Given passage:
........

A Slow Start: The Years to 1919

The Early Years

From about 1842, when Edwin Chadwick's influential Report on an Inquiry into the Sanitary Condition of the Labouring Population of Great Britain was published, there was increasing concern about the living conditions of many working-class families, especially in London. By the end of the decade the acutely poor housing and high rents experienced by dock labourers 'very much occupied the public attention' and, as a result, in 1849 the East and West India Dock Company sent a deputation, including H. D. Martin, the Company Engineer, to see the lodging— and family-houses erected by the newly formed Society for Improving the Condition of the Labouring Classes. Following this, Dock Cottages, 70 dwellings in terraced and back-to-back, two-storey blocks, were designed for the Dock Company by Martin and his colleague, John S. Adams, and were built in 1849–50 on the south side of Poplar High Street, to the west of Dolphin Lane (see fig. 11, page 56). Regulations for the estate were taken from the Society, which thought that Dock Cottages presented 'altogether a most comfortable appearance'. The 46 four-room dwellings were designated as 'first-class' and the 24 two-room ones as 'second-class'. While the first-class houses were initially over-subscribed, the second-class ones proved difficult to let and 'galleries in the nature of balconies' had to be provided for the upper tenements. (fn. 1) The latter were paired, with a recessed centre, suggesting similarity to Henry Roberts's model cottages of 1851. The cottages eventually passed to the Midland Railway Company and were pulled down in the 1930s by the LCC, ironically as part of a slum clearance scheme (see page 93).

........

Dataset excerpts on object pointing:
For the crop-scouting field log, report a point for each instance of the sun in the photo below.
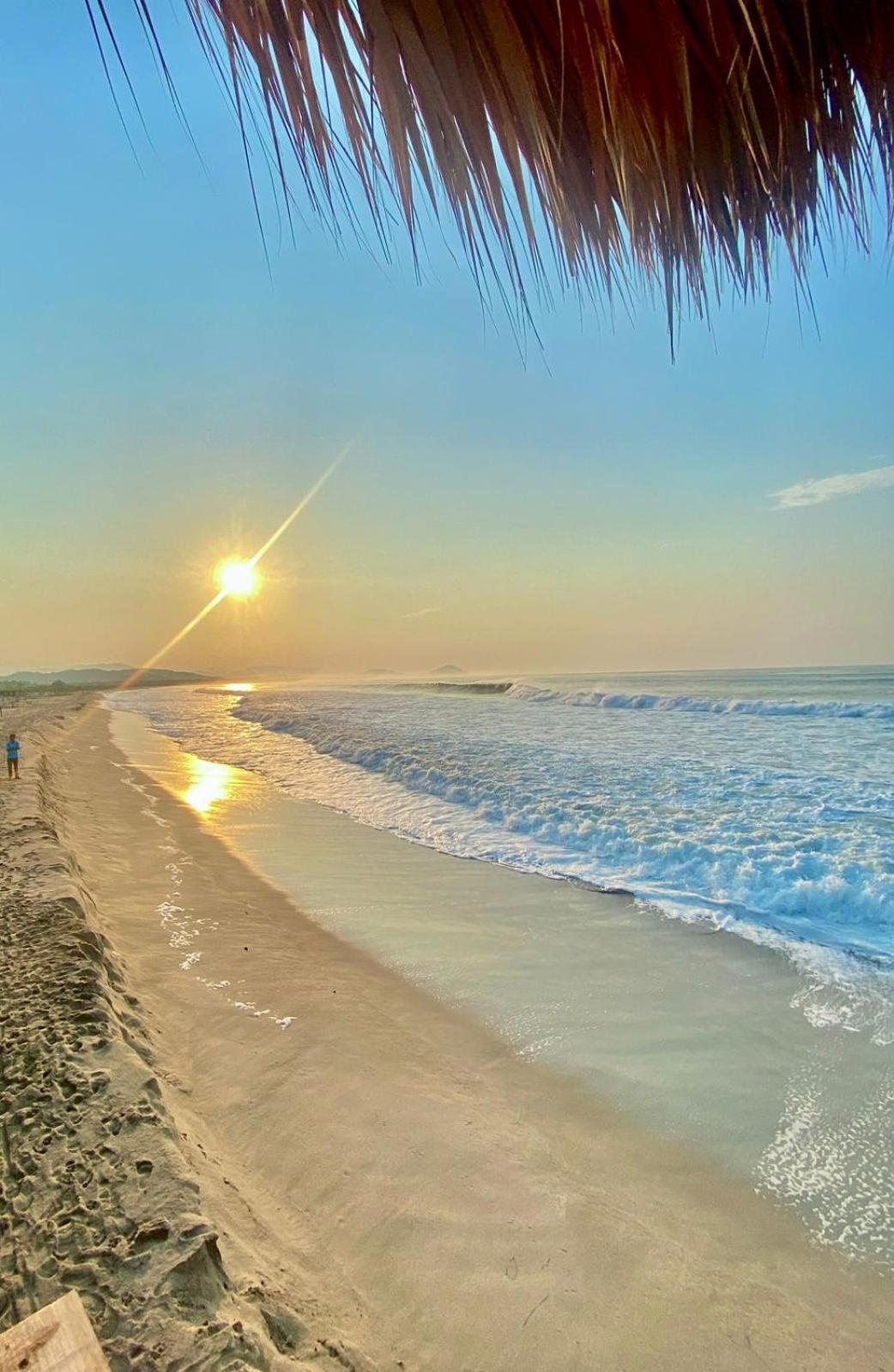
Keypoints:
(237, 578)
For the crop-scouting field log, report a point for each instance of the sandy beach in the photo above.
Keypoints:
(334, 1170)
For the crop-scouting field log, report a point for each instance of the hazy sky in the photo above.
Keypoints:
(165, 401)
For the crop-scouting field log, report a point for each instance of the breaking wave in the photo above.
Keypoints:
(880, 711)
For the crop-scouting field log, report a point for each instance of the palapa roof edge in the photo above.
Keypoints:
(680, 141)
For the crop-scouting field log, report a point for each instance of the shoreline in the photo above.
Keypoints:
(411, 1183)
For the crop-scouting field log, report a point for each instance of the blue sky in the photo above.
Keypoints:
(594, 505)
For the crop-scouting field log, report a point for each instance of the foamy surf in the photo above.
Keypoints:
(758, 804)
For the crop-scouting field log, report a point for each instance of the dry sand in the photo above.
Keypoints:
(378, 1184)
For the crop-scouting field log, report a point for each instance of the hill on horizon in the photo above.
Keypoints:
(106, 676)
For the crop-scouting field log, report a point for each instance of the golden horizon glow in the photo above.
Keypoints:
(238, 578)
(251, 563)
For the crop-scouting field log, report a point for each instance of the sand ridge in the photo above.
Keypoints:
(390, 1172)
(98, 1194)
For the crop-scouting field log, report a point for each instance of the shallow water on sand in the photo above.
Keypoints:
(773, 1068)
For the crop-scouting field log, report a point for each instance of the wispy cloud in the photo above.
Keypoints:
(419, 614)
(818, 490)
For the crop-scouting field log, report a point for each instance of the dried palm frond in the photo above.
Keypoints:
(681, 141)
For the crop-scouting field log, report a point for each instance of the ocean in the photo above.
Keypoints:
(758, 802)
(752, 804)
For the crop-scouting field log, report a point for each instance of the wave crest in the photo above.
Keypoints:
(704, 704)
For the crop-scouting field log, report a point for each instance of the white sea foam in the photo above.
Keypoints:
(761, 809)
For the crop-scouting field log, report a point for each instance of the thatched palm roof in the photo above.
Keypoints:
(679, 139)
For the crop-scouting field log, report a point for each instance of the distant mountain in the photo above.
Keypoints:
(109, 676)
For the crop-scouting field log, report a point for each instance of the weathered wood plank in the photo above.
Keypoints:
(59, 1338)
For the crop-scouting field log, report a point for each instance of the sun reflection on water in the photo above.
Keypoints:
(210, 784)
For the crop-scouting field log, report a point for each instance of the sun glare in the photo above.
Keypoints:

........

Written task 1:
Answer these from the passage on Dock Cottages:
(a) In what year did the East and West India Dock Company send a deputation to see the Society's houses?
(b) How many of the dwellings had four rooms and were designated "first-class"?
(c) Which body pulled the cottages down, and in what decade?
Written task 2: Scale the rows that start at the line containing "water in the photo above." and end at the last line of the rows. Give only those lines again, requests included, with every keypoint coordinate multiplied by 2.55 and rounded to a whole number, halves rounded up.
These rows are unrelated to the passage on Dock Cottages.

Full solution 1:
(a) 1849
(b) 46
(c) The LCC, in the 1930s

Full solution 2:
For the crop-scouting field log, report a point for each instance of the sun reflection on water in the photo above.
Keypoints:
(536, 1999)
For the crop-scouting field log, report a point for each instance of the sun glare in the photo above.
Keypoints:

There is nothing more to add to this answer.